__EXERCISE DETAILS__
From the line with "Could you mark every instance of the person in red" through the final line, please write out the listing exactly, including both of those lines.

# # # # #

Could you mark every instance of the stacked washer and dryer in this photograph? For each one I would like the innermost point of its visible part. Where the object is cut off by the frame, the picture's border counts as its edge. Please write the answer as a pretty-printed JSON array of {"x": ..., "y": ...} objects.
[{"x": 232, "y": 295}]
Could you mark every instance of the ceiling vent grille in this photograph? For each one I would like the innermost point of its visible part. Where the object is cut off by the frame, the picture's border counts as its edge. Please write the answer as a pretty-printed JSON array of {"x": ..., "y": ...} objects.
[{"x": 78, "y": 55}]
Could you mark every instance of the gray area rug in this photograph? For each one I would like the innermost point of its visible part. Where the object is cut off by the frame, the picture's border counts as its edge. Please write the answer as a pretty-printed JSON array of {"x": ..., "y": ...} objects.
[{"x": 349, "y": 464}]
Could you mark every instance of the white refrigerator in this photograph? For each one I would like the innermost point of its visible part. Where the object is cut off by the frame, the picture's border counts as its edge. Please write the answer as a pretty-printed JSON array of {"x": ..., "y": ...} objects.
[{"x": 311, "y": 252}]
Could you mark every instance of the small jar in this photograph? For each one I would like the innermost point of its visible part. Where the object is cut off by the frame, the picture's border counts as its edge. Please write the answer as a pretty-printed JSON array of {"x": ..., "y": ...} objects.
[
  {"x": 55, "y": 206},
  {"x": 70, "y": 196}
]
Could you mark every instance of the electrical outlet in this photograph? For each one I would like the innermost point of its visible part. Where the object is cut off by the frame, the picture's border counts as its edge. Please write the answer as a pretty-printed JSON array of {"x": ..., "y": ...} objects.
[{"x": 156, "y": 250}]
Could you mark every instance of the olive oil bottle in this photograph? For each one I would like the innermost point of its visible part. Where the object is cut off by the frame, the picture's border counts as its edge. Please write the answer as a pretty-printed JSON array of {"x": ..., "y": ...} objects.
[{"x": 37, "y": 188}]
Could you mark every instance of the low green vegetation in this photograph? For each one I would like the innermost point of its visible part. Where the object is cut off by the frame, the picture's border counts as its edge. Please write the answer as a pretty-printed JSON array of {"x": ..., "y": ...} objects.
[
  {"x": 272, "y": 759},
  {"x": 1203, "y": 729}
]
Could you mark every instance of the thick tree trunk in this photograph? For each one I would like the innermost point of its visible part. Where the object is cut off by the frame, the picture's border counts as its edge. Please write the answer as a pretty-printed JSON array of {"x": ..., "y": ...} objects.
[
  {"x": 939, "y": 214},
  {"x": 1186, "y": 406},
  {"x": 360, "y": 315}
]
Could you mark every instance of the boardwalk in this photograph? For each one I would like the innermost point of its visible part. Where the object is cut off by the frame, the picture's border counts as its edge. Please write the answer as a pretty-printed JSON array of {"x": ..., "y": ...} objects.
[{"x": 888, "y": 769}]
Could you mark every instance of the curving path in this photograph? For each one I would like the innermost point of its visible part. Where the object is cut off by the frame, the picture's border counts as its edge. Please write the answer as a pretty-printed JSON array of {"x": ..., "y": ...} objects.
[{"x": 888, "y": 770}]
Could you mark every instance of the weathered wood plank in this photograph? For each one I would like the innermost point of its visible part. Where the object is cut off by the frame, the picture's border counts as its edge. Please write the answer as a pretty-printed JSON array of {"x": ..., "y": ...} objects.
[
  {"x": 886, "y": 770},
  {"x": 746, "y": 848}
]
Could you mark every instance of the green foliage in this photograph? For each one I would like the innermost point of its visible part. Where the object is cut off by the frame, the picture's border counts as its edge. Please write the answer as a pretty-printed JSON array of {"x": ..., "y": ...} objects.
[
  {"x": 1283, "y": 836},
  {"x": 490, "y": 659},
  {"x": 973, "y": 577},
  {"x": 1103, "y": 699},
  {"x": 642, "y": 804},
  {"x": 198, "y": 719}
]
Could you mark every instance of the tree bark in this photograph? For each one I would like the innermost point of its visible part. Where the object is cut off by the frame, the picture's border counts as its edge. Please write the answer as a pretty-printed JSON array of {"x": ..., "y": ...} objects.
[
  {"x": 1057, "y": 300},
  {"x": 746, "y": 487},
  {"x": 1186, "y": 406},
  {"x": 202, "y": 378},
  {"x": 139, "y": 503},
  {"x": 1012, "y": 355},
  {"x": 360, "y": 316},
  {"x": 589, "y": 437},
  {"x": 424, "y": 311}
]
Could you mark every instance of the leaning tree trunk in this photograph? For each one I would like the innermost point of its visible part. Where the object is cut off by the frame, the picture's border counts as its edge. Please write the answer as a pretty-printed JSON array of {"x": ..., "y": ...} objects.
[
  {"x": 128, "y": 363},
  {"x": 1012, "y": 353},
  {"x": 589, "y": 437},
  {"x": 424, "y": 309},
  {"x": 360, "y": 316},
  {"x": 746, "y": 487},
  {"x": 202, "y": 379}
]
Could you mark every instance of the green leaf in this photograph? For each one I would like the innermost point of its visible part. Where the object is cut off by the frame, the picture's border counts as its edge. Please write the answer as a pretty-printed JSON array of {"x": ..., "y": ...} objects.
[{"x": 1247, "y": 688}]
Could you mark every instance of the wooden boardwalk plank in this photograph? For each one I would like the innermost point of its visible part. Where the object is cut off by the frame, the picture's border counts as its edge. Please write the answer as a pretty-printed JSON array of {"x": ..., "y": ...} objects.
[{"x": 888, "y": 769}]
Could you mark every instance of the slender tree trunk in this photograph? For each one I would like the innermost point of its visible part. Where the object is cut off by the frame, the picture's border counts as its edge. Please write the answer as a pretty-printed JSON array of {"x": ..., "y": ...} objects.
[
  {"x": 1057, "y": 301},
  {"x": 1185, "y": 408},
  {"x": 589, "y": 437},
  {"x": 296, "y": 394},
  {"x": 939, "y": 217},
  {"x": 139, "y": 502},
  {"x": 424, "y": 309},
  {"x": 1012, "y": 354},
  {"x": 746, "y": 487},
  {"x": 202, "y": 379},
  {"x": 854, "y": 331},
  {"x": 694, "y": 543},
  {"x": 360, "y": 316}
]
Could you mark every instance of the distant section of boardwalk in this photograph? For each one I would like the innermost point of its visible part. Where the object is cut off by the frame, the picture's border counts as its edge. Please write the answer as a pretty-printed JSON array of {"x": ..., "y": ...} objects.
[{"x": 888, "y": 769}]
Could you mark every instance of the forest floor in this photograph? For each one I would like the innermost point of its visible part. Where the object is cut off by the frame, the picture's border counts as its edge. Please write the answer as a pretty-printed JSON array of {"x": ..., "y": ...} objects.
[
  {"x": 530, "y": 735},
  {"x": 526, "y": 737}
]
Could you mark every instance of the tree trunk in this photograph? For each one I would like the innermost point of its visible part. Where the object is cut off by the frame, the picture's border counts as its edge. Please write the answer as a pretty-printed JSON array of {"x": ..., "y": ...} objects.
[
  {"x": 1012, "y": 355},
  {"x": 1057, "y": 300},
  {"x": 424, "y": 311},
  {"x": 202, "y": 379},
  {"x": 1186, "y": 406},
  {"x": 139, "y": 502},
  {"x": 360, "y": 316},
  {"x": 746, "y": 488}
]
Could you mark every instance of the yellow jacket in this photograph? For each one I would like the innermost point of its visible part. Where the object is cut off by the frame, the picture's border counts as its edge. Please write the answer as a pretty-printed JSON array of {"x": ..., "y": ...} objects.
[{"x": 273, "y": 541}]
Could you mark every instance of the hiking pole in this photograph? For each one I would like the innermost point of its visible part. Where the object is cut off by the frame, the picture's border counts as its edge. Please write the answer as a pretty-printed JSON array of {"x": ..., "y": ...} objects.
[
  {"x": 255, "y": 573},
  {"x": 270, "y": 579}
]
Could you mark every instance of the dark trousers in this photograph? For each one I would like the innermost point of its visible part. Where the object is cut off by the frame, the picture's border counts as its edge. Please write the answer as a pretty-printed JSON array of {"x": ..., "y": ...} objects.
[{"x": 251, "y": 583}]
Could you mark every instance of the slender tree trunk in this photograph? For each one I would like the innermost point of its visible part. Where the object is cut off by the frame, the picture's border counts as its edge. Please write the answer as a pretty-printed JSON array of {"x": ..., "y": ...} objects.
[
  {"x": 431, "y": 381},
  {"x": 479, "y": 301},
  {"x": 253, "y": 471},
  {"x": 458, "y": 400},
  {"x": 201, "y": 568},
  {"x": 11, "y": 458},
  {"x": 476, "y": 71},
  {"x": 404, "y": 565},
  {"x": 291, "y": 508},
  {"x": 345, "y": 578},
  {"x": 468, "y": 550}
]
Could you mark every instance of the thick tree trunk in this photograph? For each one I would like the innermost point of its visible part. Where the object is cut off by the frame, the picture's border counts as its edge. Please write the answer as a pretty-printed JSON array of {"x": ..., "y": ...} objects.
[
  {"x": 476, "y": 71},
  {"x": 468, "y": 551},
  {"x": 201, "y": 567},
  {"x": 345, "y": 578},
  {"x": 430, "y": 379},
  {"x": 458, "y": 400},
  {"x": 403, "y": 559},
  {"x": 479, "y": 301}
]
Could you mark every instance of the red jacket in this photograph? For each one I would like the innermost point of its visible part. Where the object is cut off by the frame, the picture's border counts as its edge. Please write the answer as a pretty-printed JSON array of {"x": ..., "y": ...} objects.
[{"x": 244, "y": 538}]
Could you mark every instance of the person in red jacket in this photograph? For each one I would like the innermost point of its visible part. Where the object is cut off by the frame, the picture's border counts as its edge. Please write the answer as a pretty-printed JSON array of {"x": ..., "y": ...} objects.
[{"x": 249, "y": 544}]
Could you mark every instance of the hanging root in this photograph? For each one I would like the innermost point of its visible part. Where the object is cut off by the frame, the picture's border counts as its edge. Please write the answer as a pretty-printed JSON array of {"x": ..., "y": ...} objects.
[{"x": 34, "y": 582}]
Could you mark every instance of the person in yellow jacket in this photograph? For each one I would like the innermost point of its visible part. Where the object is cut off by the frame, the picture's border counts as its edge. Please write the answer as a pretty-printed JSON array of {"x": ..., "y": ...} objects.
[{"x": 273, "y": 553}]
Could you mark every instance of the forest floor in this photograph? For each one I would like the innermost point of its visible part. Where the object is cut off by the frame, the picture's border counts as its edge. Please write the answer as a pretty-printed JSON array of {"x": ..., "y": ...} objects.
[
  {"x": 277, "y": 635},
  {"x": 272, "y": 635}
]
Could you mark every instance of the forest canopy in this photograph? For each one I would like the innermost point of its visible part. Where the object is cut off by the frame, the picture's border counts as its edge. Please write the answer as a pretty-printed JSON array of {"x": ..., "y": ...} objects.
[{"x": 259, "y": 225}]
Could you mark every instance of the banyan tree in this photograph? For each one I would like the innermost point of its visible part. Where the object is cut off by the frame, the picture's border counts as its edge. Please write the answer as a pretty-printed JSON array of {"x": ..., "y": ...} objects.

# # # # #

__RESPONSE__
Could you mark every instance of the person in red jacket in this photograph? For each one I would like the innermost point of its visible part. Where the object is cut off by the frame, the picture's border counts as its edge. Please write the answer as a pretty-printed JSON array of {"x": ..., "y": ...} objects.
[{"x": 249, "y": 544}]
Could you mark every instance of the hanging root in this photograph? For each one I would like the innermost point of its visible part. Where the object is cut off by the frame, the picture's border counts as its edge. Please write the answer as a pretty-printed JSON array of {"x": ..., "y": ...} objects.
[{"x": 34, "y": 582}]
Could you mark every instance of the person in yellow jacket in this photograph? For each one I would like the innermost point of its visible part. Where the object is cut off by the frame, the picture's border counts as its edge. Please write the answer as a pretty-printed JSON array of {"x": ..., "y": ...} objects.
[{"x": 273, "y": 553}]
Could you mark every instance of the forest floor in this photograph? For each one I would like the innermost point of its visible part. Where the object is cut off by the frame, the picture's border counts as its edge. Please write the answer as a pretty-printed JSON array of {"x": ..., "y": ...} objects.
[
  {"x": 277, "y": 635},
  {"x": 272, "y": 635}
]
Could you mark every instance of the forest canopy in this photograph? For each one I would like the innermost point of its visible part. Where the object is cut off by the frame, the picture's border counts as its edge. Please write the answer as a pretty-printed JSON array of {"x": ..., "y": ...} objects.
[{"x": 259, "y": 225}]
Could you mark every instance of the banyan tree in this photograph? For each one I would like the innermost point of its visible part. Where the object is cut off by the frame, the picture's border counts as its edge. Please write the answer as a pretty-printed JSON array of {"x": ..., "y": ...} objects.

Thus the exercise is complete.